[Start Page extract]

= Forensic geophysics =

Use of geophysics tools in forensic science

Forensic geophysics is a branch of forensic science and is the study, the search, the localization and the mapping of buried objects or elements beneath the soil or the water, using geophysics tools for legal purposes. There are various geophysical techniques for forensic investigations in which the targets are buried and have different dimensions (from weapons or metallic barrels to human burials and bunkers). Geophysical methods have the potential to aid the search and the recovery of these targets because they can non-destructively and rapidly investigate large areas where a suspect, illegal burial or, in general, a forensic target is hidden in the subsoil. When in the subsurface there is a contrast of physical properties between a target and the material in which it is buried, it is possible to individuate and define precisely the concealing place of the searched target. It is also possible to recognize evidences of human soil occupation or excavation, both recent and older. Forensic geophysics is an evolving technique that is gaining popularity and prestige in law enforcement.

Searched for objects obviously include clandestine graves of murder victims, but also include unmarked burials in graveyards and cemeteries, weapons used in criminal activities and environmental crime illegally dumping material.

There are various near-surface geophysical techniques that can be utilised to detect a near-surface buried object, which should be site and case-specific. A thorough desk study (including historical maps), utility survey, site reconnaissance and control studies should be undertaken before trial geophysical surveys and then full geophysical surveys are undertaken in phased investigations. Note also other search techniques should be used to first to prioritise suspect areas, for example cadaver dogs or forensic geomorphologists.

==Techniques==

For large-scale buried objects, seismic surveys may be appropriate but these have, at best, 2m vertical resolution so may not be ideal for certain targets, more typically they are used to detect bedrock below the surface.

[End Page extract]

# Directive A:
In the forensic geophysics article, what is the best vertical resolution of seismic surveys?
# Directive B:
Carry on writing the forensic geophysics article, starting from the point where it stops.

[Start Dataset extract]

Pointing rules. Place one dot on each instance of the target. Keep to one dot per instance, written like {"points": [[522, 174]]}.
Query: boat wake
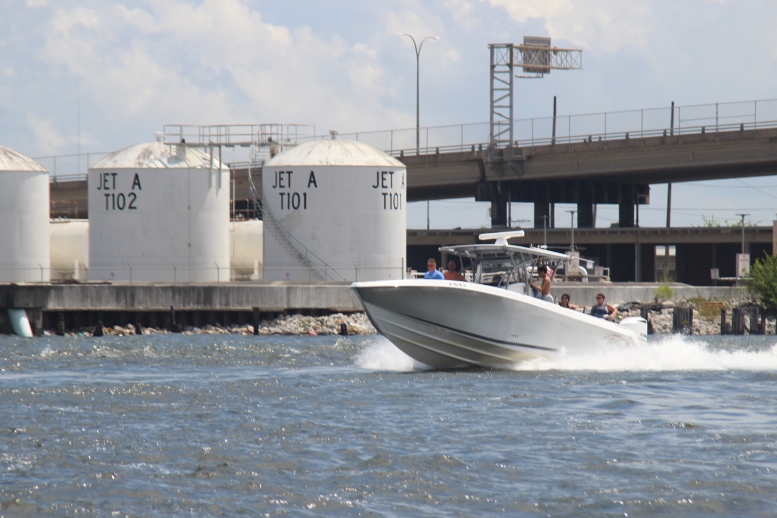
{"points": [[382, 355], [671, 353]]}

[End Dataset extract]

# Task result A:
At best, seismic surveys have a vertical resolution of 2 m.

# Task result B:
For relatively quick site surveys, bulk ground electrical conductivity surveys can be collected which identifies areas of disturbance of different ground but these can suffer from a lack of resolution. This recent Black Death investigation in central London shows an example. shows a successful woodland search for a cold case in woodland in New Zealand.

Ground-penetrating radar (or GPR) has a typical maximum depth below ground level (bgl) of 10 m, depending upon the antennae frequencies used, typically 50 MHz to 1.2 Gz. The higher the frequency the smaller the object that can be resolved but also penetration depths decrease, so operators need to think carefully when choosing antennae frequencies and, ideally, undertake trial surveys using different antennae over a target at a known depth onsite. GPR is the most popularly used technique in forensic search, but is not suitable in certain soil types and environments, e.g. coastal (i.e. salt-rich) and clay-rich soils (lack of penetration). 2D profiles can be relatively quickly collected and, if time permits, successive profiles can be used to generate 3D datasets which may resolve more subtle targets. Recent studies have used GPR to locate mass graves from the Spanish Civil War in mountainous and urban environments.

Electrical resistivity methods can also detect objects, especially in clay-rich soil which would preclude the use of GPR. There are different equipment configurations, the dipole-dipole (fixed-offset) method is the most common which can traverse across an area, measuring resistivity variations at a set depth (typically 1-2x probe separations) which have been used in forensic searches. More slower methods are putting out many probes and collecting both spatially horizontally and vertically, called Electrical resistivity imaging (ERI). Multiple 2D profiles is termed electrical resistivity tomography (ERT).

Magnetometry can detect buried metal (or indeed fired objects such as bricks or even where surface fires were) using simple total field magnetometers, through to fluxgate gradiometers and high-end alkali vapour gradiometers, depending upon accuracy (and cost) required. Surface magnetic susceptibility has also shown recent promise for forensic search.

Water-based searches are also becoming more common, with specialist marine magnetometers, side-scan sonar and other acoustic methods and even water-penetrating radar methods used to rapidly scan bottoms of ponds, lakes, rivers and near-shore depositional environments.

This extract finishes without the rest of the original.